# HOW TO COMPLETE THIS TASK:
Could you carry on the commentary on the failed Israeli-Palestinian negotiations and the Goldstone Report from its last sentence?

# EXCERPT:
──────────────────────────────

Erekat also said that when US president Bill Clinton told Arafat at Camp David that he would be the first president of a Palestinian state with east Jerusalem as its capital, but that he had to recognize the fact that vestiges of the Temple were buried under the Aksa Mosque and there would have to be joint administration of the Temple Mount, Arafat put an end to the negotiations.

THERE WAS no Israeli denial following these revelations, and recent interviews by Abbas and Olmert support Erekat's version - though the latest round of negotiations carried out by Olmert and foreign minister Tzipi Livni enjoyed a degree of secrecy rarely seen here. As such, the extent of the concessions the two leaders had been ready to make was kept under wraps - perhaps for fear of the impact on the coming elections.

That was a colossal miscalculation. The Knesset, the country and the world should have been told that the extremely generous terms offered to the Palestinians had been turned down, putting the blame squarely on Abbas. Such a step would have gone a long way to defuse the situation with Obama and his advisers. It seems that the new government led by Netanyahu had not been fully conversant with the details of the failed negotiations and was thus ill prepared to deal with the accusations leveled against it.

Then came the Goldstone Report. The main message there is not so much the totally unfounded accusations of war crimes but an attempt to limit the extent to which Israel is "allowed" to use force to defend itself against terrorist organizations. Such a move was not totally unexpected coming from the UN, especially from the Committee on Human Rights, where Islamic and Arab countries have a decisive voice.

What was not expected was that it would lead, for instance, to the White House asking for "clarifications" following a recent operation in Nablus. (In a confrontation with Israeli security forces, three terrorists who had murdered a father of seven were killed.) This demand, made at the request of the Palestinian Authority, constitutes a dangerous precedent. Coupled with the Goldstone Report, it tends to present a difficult dilemma to the government and to the security forces when contemplating military intervention.

──────────────────────────────

[Excerpts from a dataset]
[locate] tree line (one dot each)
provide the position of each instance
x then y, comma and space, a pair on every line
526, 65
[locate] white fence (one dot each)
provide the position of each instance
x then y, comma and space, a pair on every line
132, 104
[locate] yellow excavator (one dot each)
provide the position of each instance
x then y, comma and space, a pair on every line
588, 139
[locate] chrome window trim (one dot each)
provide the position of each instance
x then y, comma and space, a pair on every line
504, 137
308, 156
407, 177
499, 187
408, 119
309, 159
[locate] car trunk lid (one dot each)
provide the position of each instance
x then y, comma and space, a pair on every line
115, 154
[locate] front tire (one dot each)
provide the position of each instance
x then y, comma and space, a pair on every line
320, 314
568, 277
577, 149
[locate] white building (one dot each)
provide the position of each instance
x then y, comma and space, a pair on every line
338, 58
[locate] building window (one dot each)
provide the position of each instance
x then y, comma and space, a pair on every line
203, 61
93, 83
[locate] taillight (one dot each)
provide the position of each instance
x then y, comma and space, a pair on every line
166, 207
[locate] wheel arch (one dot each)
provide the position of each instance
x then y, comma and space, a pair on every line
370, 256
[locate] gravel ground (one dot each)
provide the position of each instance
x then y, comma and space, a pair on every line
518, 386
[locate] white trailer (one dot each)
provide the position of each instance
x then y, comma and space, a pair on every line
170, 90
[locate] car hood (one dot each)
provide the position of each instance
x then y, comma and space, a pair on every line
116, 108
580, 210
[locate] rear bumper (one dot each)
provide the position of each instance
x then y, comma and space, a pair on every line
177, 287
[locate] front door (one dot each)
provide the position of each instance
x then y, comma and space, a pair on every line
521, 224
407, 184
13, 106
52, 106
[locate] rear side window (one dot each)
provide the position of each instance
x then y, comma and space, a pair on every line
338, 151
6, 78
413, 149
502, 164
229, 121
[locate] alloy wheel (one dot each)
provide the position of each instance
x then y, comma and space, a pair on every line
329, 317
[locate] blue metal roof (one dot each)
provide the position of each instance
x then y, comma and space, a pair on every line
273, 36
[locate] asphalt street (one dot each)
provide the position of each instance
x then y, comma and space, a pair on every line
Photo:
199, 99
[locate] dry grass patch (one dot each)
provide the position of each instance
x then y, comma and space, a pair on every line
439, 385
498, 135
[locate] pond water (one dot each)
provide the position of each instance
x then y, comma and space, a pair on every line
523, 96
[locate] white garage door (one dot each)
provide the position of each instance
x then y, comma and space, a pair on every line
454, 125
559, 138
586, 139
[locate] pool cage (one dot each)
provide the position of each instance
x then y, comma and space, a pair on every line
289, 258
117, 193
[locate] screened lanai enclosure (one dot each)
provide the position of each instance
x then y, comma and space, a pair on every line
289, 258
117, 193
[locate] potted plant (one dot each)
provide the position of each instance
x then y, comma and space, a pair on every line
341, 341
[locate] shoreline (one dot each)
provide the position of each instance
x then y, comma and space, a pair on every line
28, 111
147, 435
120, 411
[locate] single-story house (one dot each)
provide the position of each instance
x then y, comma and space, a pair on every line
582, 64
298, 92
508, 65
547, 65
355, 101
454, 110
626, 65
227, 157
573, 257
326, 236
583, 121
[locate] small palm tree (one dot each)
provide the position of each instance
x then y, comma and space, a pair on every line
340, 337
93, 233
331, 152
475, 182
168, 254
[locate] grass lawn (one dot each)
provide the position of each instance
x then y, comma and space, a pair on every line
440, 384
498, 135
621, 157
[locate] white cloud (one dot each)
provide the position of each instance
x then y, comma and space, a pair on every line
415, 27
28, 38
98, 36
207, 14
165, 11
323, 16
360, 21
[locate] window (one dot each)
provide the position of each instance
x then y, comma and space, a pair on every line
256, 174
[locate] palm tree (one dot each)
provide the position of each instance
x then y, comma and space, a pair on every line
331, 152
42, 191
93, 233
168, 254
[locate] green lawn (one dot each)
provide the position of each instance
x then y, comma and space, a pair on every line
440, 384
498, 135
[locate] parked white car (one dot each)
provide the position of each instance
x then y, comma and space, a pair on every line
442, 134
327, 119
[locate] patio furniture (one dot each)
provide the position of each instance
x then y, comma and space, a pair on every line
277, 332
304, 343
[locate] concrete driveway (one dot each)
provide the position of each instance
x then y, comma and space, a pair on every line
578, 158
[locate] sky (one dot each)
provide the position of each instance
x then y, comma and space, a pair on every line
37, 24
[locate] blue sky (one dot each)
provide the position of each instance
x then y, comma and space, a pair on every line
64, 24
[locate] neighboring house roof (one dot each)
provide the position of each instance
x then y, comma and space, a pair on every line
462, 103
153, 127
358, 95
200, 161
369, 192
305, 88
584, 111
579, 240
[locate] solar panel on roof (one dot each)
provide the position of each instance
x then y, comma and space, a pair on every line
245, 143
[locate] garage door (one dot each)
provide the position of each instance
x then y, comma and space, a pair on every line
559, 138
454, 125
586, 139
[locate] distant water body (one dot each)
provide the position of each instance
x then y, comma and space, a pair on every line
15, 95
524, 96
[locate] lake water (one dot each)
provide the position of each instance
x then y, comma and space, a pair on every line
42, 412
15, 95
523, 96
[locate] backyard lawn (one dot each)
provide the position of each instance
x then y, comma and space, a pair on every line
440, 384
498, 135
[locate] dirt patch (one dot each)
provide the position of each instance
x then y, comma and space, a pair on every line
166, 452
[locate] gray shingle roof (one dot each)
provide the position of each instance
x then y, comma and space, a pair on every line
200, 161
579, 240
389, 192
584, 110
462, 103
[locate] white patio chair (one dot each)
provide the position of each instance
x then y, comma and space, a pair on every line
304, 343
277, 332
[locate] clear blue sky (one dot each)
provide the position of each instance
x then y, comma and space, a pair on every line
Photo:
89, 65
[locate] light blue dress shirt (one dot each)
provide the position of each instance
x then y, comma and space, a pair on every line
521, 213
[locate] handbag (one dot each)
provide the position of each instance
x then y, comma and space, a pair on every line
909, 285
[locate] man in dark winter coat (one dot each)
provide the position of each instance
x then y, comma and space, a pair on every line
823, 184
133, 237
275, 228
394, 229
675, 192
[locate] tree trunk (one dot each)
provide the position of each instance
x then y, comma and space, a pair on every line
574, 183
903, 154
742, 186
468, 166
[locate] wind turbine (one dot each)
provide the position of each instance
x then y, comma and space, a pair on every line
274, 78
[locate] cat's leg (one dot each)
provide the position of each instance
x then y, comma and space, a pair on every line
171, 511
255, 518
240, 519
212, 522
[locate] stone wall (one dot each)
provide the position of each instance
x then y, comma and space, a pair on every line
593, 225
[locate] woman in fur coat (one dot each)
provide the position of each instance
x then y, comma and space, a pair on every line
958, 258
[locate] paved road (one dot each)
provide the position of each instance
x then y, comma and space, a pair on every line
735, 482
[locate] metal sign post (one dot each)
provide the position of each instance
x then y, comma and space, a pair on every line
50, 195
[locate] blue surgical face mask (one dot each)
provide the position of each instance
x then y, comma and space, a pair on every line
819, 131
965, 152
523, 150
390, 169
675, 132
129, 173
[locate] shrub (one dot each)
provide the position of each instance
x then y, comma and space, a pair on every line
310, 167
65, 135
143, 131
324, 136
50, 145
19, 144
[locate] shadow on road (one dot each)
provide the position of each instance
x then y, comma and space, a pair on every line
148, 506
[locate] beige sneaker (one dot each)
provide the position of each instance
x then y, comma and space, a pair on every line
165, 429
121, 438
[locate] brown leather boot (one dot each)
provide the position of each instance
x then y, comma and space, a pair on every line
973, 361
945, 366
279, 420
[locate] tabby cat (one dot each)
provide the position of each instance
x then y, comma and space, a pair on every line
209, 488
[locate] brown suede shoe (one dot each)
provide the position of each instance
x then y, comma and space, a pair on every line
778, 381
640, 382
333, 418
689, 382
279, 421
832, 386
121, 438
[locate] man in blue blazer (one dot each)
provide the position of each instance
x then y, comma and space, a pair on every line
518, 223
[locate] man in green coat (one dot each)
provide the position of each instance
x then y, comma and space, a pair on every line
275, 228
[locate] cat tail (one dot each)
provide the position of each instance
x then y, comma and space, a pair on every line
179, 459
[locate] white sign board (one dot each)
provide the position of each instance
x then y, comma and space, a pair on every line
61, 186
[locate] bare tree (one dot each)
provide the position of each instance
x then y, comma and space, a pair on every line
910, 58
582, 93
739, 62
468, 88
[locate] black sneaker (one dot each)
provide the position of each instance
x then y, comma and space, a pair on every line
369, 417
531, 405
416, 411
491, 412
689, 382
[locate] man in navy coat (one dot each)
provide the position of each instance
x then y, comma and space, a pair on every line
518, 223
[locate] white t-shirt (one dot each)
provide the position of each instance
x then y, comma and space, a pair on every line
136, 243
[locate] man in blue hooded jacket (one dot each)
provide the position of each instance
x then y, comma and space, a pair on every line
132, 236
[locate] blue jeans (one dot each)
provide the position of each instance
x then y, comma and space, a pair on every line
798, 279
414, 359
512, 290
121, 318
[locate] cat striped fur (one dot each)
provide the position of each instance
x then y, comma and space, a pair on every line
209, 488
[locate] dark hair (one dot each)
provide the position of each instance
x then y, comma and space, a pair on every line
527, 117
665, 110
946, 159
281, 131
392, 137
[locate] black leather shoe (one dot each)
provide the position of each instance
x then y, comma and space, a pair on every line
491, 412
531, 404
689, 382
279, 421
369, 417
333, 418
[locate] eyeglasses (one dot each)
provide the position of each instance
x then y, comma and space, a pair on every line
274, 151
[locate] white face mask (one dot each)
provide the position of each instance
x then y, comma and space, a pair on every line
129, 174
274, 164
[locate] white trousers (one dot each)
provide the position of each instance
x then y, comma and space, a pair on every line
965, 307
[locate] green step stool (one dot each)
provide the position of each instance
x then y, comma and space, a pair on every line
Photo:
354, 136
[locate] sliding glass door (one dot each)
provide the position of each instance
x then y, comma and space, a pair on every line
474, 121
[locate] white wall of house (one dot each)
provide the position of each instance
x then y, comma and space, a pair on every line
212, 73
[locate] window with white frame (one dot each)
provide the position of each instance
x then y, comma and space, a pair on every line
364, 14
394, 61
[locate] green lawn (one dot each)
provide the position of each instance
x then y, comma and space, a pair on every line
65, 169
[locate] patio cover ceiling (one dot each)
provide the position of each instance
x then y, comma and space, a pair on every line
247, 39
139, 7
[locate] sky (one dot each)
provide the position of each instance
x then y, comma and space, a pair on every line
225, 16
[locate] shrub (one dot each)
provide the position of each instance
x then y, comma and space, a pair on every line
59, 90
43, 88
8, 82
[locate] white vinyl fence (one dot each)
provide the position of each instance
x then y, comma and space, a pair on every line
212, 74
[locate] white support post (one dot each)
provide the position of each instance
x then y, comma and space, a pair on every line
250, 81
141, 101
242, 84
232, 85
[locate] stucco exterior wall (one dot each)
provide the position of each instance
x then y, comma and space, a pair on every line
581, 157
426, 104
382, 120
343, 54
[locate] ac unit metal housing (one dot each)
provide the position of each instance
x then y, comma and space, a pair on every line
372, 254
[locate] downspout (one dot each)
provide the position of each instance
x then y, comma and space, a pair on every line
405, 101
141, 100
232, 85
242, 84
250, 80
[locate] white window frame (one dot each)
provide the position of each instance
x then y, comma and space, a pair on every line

──────────────────────────────

# RESPONSE:
AT THE same time, terrorist organizations, at the behest of some Arab countries, will be able to keep attacking our citizens while sheltering behind their civilians, in hospitals, in schools and in mosques. Hamas and Hizbullah proclaim on every available channel that they will never recognize Israel and will fight until it has disappeared - without causing an international furor. In fact, Arab organizations, supported by leftist Western groups, are busy getting arrest warrants issued in European countries having relevant legislation against Israeli leaders and army officers for "war crimes," calling for boycotting Israeli products and demonstrating their support for Gaza.

In each and every successive confrontation, Arab states and Palestinian movements have been defeated. Now they are seeking other ways to harass Israel. They are waging an all-out media war to blacken its image and ultimately delegitimize its very existence. They are helped in this endeavor by hundreds of leftist organizations and civil society movements in the West. For them Israel is a neo-colonial power, as is the US. But Israel is easier prey because of its size and isolation.

Anti-Semitism is also at work here. Palestinian and Arab media, with the full support of the Islamic establishment in Arab countries, use every anti-Semitic cliché in the book, and some of that leached into the West where it led to a renewal of classic European anti-Semitism.

Reviled, isolated, the Jewish state is thus facing what is rapidly becoming a strategic threat on its very legitimacy and existence.

Here lies the Palestinian paradox: While Israel has made great efforts to move toward a solution, Palestinian leaders, riding the crest of favorable public opinion in the West, are becoming more and more intransigent - and it is Israel which takes the blame.